Segment Start: Records to use

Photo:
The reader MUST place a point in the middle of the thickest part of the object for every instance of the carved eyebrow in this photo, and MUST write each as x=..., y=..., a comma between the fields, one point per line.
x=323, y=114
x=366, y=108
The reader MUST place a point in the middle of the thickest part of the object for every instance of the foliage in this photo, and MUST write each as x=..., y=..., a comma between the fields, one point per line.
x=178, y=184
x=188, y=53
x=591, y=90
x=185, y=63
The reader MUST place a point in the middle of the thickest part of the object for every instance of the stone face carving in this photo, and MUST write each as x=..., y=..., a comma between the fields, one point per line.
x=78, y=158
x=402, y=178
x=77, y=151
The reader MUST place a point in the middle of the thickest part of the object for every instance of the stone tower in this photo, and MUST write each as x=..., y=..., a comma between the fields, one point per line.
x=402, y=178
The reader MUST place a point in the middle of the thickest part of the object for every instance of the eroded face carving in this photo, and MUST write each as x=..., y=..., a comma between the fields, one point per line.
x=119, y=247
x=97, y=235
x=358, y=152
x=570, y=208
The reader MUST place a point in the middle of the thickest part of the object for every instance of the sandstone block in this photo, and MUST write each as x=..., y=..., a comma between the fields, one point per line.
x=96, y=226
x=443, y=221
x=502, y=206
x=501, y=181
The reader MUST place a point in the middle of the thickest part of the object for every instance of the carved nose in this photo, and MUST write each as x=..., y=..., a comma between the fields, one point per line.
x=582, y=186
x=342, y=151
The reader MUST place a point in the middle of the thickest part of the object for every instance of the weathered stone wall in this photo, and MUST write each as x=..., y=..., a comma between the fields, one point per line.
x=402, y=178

Segment End: Records to use

__Exercise aim__
All of the entries must be given again, word for word.

__Solved problem__
Photo:
The reader MUST place a point in the middle of the thickest part of the object for every instance of the carved eyebrow in this photo, and MUST write each as x=..., y=..., a comma between the fields, one point per line.
x=323, y=114
x=366, y=108
The reader MUST place a point in the middle of the thickest part of the object for every instance of the foliage in this photo, and MUST write each as x=..., y=..., a comma between the fields, one point per line.
x=178, y=184
x=188, y=53
x=591, y=90
x=185, y=63
The reader MUST place a point in the middle of the thickest part of the object for every instance of the stone face carving in this photo, and MUST write each as x=..., y=..., a comma between the fields, one point per line.
x=78, y=158
x=402, y=178
x=77, y=151
The reader MUST place a point in the middle of the thickest part of the object for every instance of the stone tower in this photo, and MUST write each as x=..., y=..., a comma between the fields, one point per line.
x=402, y=178
The reader MUST place a point in the middle of the thickest part of the object for every instance of the eroded face carving in this photo, and MUST write each as x=..., y=..., a comma between the fields, one point per line.
x=119, y=247
x=97, y=235
x=358, y=152
x=570, y=208
The reader MUST place a point in the middle of the thickest part of the object for every instance of the sandstone block in this photo, and MUST write each as x=..., y=..., a comma between the fields, one point per line.
x=96, y=226
x=443, y=221
x=502, y=206
x=501, y=181
The reader MUST place a point in the middle of the thickest part of the object for every instance of the carved nose in this photo, and MUST write each as x=..., y=..., a comma between the fields, one point per line.
x=582, y=186
x=342, y=151
The reader MUST place a point in the middle of the thickest part of the object for every instance of the weathered stone wall in this photo, and MUST write each as x=..., y=..., a comma between the fields, one point per line.
x=402, y=178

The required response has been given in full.